• DIRECTIVE A
List each line of the records below that contains the word "hazy".

--- SOURCE TEXT ---

Day 1 : Samudrapath : Coastal drive
We had been wrapping up our flat in Benaulim the previous day so were packed and ready to leave at 7.20 am. The car was gleaming as I had taken it to the car wash a day earlier Now it was free of all the sand that had collected in the crevices over the last four months. Since we were driving back, we were carrying back a lot of stuff we wouldn’t have if we were flying. The car slowly filled with the many big and small bags. Two of the bigger suitcases and a duffel bag were enough to fill the boot. Three suitcases that had the stuff we would use on the trip were put on the rear seat. We had packed biscuits, namkeen, energy bars, the makings of coffee and some fruits so that we were not stranded for food anywhere. We were now ready to leave and I was excited with a tinge of anxiety as I pressed the started button and we slowly moved forward.
Our first point
of interest was Malvan, a coastal town in southern Maharashtra. We had been
told that the Malvani cuisine was delicious, and we were ready to sample some. We
drove along NH 66 - our regular route to Panjim, then across the river Zuari
and past Porvorim where an elevated road was being constructed. Progress was
slow upto Mapusa and then the highway swung away from the coast and along the
bank of Terekhol river and started to climb up the ghats. At one point we
crossed the river, swung by Sawantwadi and kept moving north. At this point we
decided that we should leave the highway and take the coastal road. A quick
look at the map showed us that Vengurla seemed a likely place and we punched it
on Google map and gently moved off NH 66 into a quiet district road.
From this point
on, which was around 8.45 to when we finally drove into our first halt at MTDC
Ganapatipule at 4.30 we drove mostly along district roads and at some places Maharashtra
State Highway 4. We climbed up the Ghats, drove for some time across a flat dry
plateau, and then climbed down the ghats and crossed a swollen river, and up
another ghat and then a plateau. The plateaux were dry and rocky with black
volcanic rocks dotting the landscape. At several points there would be roads
splitting off for beaches that were 5 to 10 km on our left. The coastline also
seemed dotted with forts. We saw the directions. At one point we stopped for
coffee and breakfast that we were carrying with us. We reached Malvan around 11
am, a little too early for the Malvani biriyani that we had heard about. Malvan
beach was a little disappointing after the broad sandy beaches of Goa. We took
a quick peep at the beach and made tracks for Ratnagiri.

--- DATA ---

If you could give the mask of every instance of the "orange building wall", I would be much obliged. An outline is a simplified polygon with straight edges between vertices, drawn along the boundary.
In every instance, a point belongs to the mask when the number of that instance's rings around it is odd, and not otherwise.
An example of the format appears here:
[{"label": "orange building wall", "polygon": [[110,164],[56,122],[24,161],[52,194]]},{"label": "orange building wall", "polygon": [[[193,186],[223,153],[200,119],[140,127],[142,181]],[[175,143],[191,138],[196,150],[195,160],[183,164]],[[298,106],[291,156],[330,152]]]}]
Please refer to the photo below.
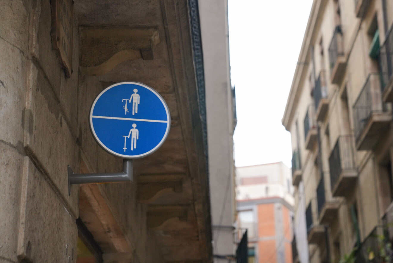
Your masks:
[{"label": "orange building wall", "polygon": [[275,235],[274,204],[258,205],[258,236],[274,237]]},{"label": "orange building wall", "polygon": [[[257,247],[259,263],[276,263],[277,250],[275,242],[275,220],[274,216],[274,204],[266,204],[257,205],[258,235],[259,238],[267,238],[266,240],[258,241]],[[290,219],[289,210],[285,206],[281,206],[284,221],[285,240],[282,246],[285,250],[285,263],[292,262],[292,246],[291,243],[292,229]],[[271,238],[272,239],[268,239]]]},{"label": "orange building wall", "polygon": [[284,219],[284,228],[285,230],[284,233],[285,240],[285,252],[286,263],[292,263],[292,244],[291,237],[292,236],[292,229],[291,228],[290,219],[289,217],[289,209],[285,206],[282,207],[283,215]]},{"label": "orange building wall", "polygon": [[259,263],[276,263],[277,262],[275,239],[260,241],[258,246]]}]

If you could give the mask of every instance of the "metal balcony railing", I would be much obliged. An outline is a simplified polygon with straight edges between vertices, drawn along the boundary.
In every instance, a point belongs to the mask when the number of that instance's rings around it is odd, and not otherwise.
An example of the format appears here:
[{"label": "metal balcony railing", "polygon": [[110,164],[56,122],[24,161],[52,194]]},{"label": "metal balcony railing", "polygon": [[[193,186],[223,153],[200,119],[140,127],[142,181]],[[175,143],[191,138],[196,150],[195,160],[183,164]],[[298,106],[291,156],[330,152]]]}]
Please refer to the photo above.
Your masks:
[{"label": "metal balcony railing", "polygon": [[333,33],[333,37],[329,46],[329,59],[330,61],[331,72],[334,67],[337,57],[344,56],[344,49],[343,45],[343,33],[341,25],[336,27]]},{"label": "metal balcony railing", "polygon": [[321,175],[321,180],[317,187],[317,203],[318,204],[318,215],[321,213],[322,208],[326,202],[325,192],[325,182],[323,180],[323,174]]},{"label": "metal balcony railing", "polygon": [[296,243],[296,237],[294,235],[294,239],[292,240],[292,262],[296,262],[298,258],[298,248]]},{"label": "metal balcony railing", "polygon": [[248,260],[248,241],[246,230],[236,249],[236,263],[247,263]]},{"label": "metal balcony railing", "polygon": [[384,90],[393,75],[393,26],[390,28],[385,42],[379,51],[381,84]]},{"label": "metal balcony railing", "polygon": [[382,100],[380,75],[371,73],[353,106],[354,133],[357,140],[369,119],[374,112],[384,111]]},{"label": "metal balcony railing", "polygon": [[312,210],[311,208],[311,203],[310,202],[306,209],[306,226],[307,227],[307,233],[310,232],[314,224],[312,222]]},{"label": "metal balcony railing", "polygon": [[297,149],[294,151],[292,155],[292,174],[295,173],[296,170],[301,169],[301,165],[300,162],[300,153]]},{"label": "metal balcony railing", "polygon": [[353,140],[351,135],[339,137],[329,157],[330,183],[332,189],[343,171],[356,169]]},{"label": "metal balcony railing", "polygon": [[314,102],[315,109],[316,110],[319,106],[321,99],[327,98],[327,86],[326,85],[326,71],[321,70],[319,76],[315,81],[315,88],[314,89]]},{"label": "metal balcony railing", "polygon": [[309,133],[309,131],[310,129],[315,128],[315,120],[314,118],[315,115],[314,113],[314,109],[312,105],[309,105],[307,110],[307,113],[304,117],[304,138],[305,139],[307,138],[307,135]]},{"label": "metal balcony railing", "polygon": [[358,248],[356,254],[356,263],[391,262],[390,257],[392,250],[386,231],[386,228],[382,226],[374,228]]}]

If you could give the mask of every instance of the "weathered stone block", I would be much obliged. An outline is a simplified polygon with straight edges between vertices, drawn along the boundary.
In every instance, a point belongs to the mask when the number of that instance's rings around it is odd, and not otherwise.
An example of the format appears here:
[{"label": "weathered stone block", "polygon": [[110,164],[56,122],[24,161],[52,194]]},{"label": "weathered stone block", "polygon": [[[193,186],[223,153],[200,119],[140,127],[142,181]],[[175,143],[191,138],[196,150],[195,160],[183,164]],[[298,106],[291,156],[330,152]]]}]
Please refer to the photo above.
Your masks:
[{"label": "weathered stone block", "polygon": [[75,262],[76,219],[45,176],[29,160],[26,165],[24,178],[27,182],[22,188],[18,259],[33,262]]},{"label": "weathered stone block", "polygon": [[[38,67],[42,69],[51,83],[58,100],[60,94],[60,80],[64,78],[64,72],[61,69],[56,52],[51,41],[51,27],[50,2],[41,1],[41,13],[38,28],[38,57],[36,57]],[[36,55],[37,54],[36,54]]]},{"label": "weathered stone block", "polygon": [[69,202],[73,213],[77,215],[78,188],[74,187],[72,194],[68,196],[67,174],[67,165],[74,170],[79,169],[76,139],[64,120],[50,83],[39,70],[37,88],[33,95],[34,128],[26,142],[27,153]]},{"label": "weathered stone block", "polygon": [[1,38],[0,46],[0,140],[17,145],[23,141],[23,119],[30,114],[23,110],[26,59],[20,50]]},{"label": "weathered stone block", "polygon": [[[0,37],[17,47],[25,54],[27,53],[28,42],[29,27],[27,25],[29,24],[29,14],[28,11],[32,8],[30,2],[22,0],[2,1],[1,8],[0,8],[0,17],[1,18]],[[0,46],[3,46],[0,45]],[[0,53],[5,52],[4,50],[1,50]]]},{"label": "weathered stone block", "polygon": [[[97,169],[98,146],[92,135],[89,126],[89,113],[94,98],[102,90],[99,82],[91,77],[86,77],[79,81],[78,89],[78,119],[79,130],[78,135],[86,164],[90,169]],[[92,170],[92,172],[95,172]]]},{"label": "weathered stone block", "polygon": [[17,149],[2,142],[0,152],[2,186],[0,187],[0,262],[2,258],[17,262],[23,157]]},{"label": "weathered stone block", "polygon": [[[78,28],[76,21],[74,21],[74,28]],[[60,83],[60,104],[64,114],[64,117],[70,124],[70,128],[74,137],[77,137],[79,132],[78,123],[78,67],[79,66],[79,36],[78,30],[73,30],[74,42],[73,44],[72,69],[75,71],[71,78],[61,76]]]}]

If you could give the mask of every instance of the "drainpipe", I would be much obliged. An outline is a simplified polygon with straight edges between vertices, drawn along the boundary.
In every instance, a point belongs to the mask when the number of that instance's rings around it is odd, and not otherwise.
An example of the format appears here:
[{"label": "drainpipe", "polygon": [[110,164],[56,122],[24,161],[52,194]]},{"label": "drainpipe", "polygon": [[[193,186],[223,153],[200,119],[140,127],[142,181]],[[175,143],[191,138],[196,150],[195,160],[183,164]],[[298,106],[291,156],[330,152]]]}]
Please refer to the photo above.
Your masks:
[{"label": "drainpipe", "polygon": [[326,255],[327,256],[327,262],[331,263],[332,262],[331,257],[330,256],[330,242],[329,242],[329,234],[327,232],[327,226],[325,226],[325,245],[326,246]]}]

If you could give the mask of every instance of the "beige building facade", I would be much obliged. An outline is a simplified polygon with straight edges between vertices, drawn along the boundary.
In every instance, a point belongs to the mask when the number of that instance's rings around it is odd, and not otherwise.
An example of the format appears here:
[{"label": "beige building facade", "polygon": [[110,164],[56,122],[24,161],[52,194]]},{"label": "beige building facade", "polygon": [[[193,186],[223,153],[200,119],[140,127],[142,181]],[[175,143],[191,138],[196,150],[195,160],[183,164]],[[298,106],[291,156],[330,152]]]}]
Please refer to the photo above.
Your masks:
[{"label": "beige building facade", "polygon": [[282,120],[303,263],[389,262],[378,248],[390,252],[392,25],[389,0],[313,3]]},{"label": "beige building facade", "polygon": [[[222,223],[231,225],[235,210],[222,2],[0,1],[0,262],[233,257],[233,235],[221,233],[212,245],[212,219],[220,221],[225,206]],[[214,65],[219,74],[210,72],[205,48],[226,59]],[[89,114],[101,91],[127,81],[152,87],[166,102],[166,141],[134,160],[132,182],[69,189],[68,165],[77,173],[121,171],[121,159],[93,138]],[[219,144],[210,122],[224,131]],[[229,186],[218,183],[224,176]],[[224,189],[226,202],[210,193]]]}]

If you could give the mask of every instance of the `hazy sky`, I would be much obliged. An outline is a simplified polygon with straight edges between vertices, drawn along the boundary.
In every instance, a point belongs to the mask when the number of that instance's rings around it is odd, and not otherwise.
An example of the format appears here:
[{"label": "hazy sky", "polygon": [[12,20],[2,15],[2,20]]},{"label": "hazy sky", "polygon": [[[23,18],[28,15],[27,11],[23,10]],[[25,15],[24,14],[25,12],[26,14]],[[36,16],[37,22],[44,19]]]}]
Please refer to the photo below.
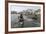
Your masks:
[{"label": "hazy sky", "polygon": [[20,11],[27,10],[27,9],[37,10],[37,9],[40,9],[40,6],[19,6],[19,5],[11,5],[10,6],[11,11],[20,12]]}]

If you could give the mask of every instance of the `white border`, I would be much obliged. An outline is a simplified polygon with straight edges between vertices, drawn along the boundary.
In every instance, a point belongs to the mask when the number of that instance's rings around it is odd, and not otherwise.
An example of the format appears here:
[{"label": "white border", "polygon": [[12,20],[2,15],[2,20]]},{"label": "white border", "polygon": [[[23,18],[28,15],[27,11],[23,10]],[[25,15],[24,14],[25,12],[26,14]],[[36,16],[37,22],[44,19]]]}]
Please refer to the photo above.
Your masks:
[{"label": "white border", "polygon": [[[11,12],[10,5],[22,5],[22,6],[41,6],[41,27],[31,27],[31,28],[11,28]],[[8,3],[8,31],[26,31],[26,30],[41,30],[43,29],[43,5],[36,4],[19,4],[19,3]]]}]

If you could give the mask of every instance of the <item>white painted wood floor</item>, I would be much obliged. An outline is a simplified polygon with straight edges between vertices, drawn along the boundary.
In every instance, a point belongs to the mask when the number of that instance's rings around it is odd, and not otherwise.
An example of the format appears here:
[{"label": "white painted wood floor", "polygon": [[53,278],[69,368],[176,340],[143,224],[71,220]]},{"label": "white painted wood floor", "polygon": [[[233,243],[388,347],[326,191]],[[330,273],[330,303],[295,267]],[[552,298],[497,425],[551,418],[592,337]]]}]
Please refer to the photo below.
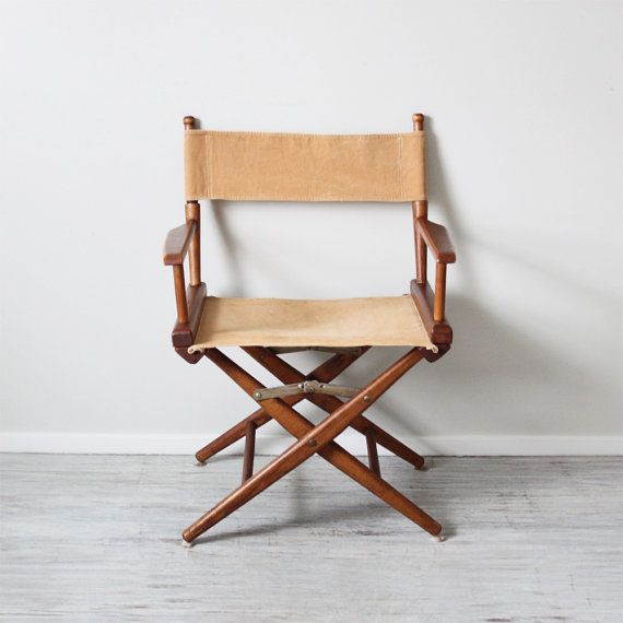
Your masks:
[{"label": "white painted wood floor", "polygon": [[1,616],[623,621],[622,459],[380,460],[446,542],[317,458],[187,549],[239,457],[3,455]]}]

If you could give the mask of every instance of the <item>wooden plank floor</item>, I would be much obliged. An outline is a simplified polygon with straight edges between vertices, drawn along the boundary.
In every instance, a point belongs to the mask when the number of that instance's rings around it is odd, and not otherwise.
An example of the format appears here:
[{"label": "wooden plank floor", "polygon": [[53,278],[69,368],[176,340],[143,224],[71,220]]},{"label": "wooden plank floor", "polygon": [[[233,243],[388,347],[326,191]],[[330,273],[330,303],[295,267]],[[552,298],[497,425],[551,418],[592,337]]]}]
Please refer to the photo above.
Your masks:
[{"label": "wooden plank floor", "polygon": [[317,458],[188,549],[239,457],[4,455],[1,616],[623,621],[621,459],[380,460],[446,542]]}]

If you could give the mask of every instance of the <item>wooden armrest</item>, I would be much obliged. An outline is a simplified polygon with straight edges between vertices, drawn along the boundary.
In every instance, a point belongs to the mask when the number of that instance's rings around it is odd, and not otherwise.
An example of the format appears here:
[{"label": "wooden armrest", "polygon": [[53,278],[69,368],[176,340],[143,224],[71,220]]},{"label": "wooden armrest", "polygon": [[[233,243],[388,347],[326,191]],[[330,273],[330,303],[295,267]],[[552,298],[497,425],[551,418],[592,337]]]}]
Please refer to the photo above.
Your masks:
[{"label": "wooden armrest", "polygon": [[196,221],[188,221],[184,225],[172,230],[164,243],[164,265],[178,266],[184,263],[188,247],[197,227]]},{"label": "wooden armrest", "polygon": [[448,231],[426,219],[416,220],[418,233],[424,238],[434,258],[442,263],[455,263],[457,256]]}]

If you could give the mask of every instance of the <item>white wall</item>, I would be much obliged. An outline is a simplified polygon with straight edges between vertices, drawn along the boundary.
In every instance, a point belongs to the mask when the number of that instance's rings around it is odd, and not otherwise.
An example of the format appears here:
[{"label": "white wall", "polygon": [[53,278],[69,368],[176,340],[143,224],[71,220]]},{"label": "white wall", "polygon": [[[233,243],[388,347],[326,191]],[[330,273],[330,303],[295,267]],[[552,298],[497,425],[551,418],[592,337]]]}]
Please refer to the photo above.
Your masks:
[{"label": "white wall", "polygon": [[[2,2],[3,447],[192,451],[252,410],[169,346],[184,115],[331,133],[423,111],[455,344],[372,416],[427,451],[620,451],[620,2]],[[405,205],[202,210],[213,293],[412,277]]]}]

---

• DIRECTIVE B
In the coastal drive account, what time did the travelers reach Malvan?

• FULL OUTPUT A
If you could give the mask of every instance of the `hazy sky`, I would be much obliged. An outline is a simplified polygon with straight edges between vertices, drawn along the boundary.
[{"label": "hazy sky", "polygon": [[12,20],[2,15],[2,20]]},{"label": "hazy sky", "polygon": [[[23,18],[28,15],[27,11],[23,10]],[[25,15],[24,14],[25,12],[26,14]],[[36,16],[37,22],[44,19]]]}]
[{"label": "hazy sky", "polygon": [[20,11],[27,10],[27,9],[37,10],[37,9],[40,9],[40,6],[19,6],[19,5],[11,5],[10,6],[11,11],[20,12]]}]

• FULL OUTPUT B
Around 11 am.